- **Assignment**
The answer must be an exact copy of every entry.

- **Extracted information**
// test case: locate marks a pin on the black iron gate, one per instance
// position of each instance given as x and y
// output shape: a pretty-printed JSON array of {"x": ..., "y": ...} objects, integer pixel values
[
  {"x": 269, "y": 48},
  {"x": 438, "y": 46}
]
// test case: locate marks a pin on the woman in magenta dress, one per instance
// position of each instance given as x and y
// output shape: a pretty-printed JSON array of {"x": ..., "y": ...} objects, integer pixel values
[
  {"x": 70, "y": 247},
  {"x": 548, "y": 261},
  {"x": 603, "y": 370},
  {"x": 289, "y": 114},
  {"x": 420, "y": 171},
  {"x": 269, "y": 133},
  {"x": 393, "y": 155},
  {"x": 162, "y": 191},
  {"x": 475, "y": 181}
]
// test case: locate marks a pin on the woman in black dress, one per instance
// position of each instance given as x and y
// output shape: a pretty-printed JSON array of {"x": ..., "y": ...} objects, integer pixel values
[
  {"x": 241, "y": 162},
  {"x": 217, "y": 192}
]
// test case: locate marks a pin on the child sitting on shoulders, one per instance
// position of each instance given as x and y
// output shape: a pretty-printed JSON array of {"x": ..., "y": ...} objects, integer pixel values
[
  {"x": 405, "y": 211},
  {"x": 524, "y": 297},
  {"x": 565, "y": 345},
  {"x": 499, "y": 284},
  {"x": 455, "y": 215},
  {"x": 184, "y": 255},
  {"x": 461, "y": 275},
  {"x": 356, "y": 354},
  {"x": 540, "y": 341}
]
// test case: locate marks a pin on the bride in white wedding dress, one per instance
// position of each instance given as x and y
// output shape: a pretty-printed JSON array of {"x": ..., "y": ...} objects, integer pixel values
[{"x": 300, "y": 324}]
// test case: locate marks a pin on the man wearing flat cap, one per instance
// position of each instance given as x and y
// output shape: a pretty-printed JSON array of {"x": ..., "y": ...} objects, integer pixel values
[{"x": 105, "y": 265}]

- **Task result**
// test case: locate marks a pin on the black iron gate, one per instance
// position of each instance given as x and y
// output shape: a pretty-printed JSON array of {"x": ..., "y": ...} objects, integer pixel values
[
  {"x": 269, "y": 48},
  {"x": 438, "y": 46}
]
// test case: locate marks a pin on the woman in magenta dress, one per instance
// position of each instance given as x and y
// output shape: a pretty-printed JSON array of {"x": ..., "y": ...} objects, integer pixel values
[
  {"x": 70, "y": 247},
  {"x": 548, "y": 261},
  {"x": 603, "y": 370},
  {"x": 289, "y": 114},
  {"x": 420, "y": 171},
  {"x": 269, "y": 133},
  {"x": 393, "y": 155},
  {"x": 162, "y": 191},
  {"x": 475, "y": 181}
]
// test case: locate marks a pin on the woman in black dress, one per instance
// position of each instance given as x and y
// output shape: a pretty-printed JSON array of {"x": ..., "y": ...} objects, integer pixel values
[
  {"x": 241, "y": 162},
  {"x": 217, "y": 192}
]
// test case: locate marks a pin on the child sitting on shoulders, one per instance
// position of each instance given as x and y
// output shape: a pretty-printed JSON array of {"x": ..., "y": ...} objects, integer pixel values
[
  {"x": 405, "y": 211},
  {"x": 524, "y": 297},
  {"x": 565, "y": 345},
  {"x": 499, "y": 284},
  {"x": 455, "y": 215},
  {"x": 184, "y": 255},
  {"x": 461, "y": 275},
  {"x": 356, "y": 354},
  {"x": 540, "y": 341}
]
// test case: locate marks a pin on the bride in white wedding dress, one per instance
// position of each instance given as x and y
// output shape: a pretty-printed JSON array of {"x": ..., "y": ...} objects, integer pixel values
[{"x": 300, "y": 324}]
// test case: locate marks a pin on the man wearing flat cap, one per instance
// position of each instance given as x and y
// output shape: a pretty-printed JSON array of {"x": ..., "y": ...} objects, integer pixel values
[{"x": 105, "y": 265}]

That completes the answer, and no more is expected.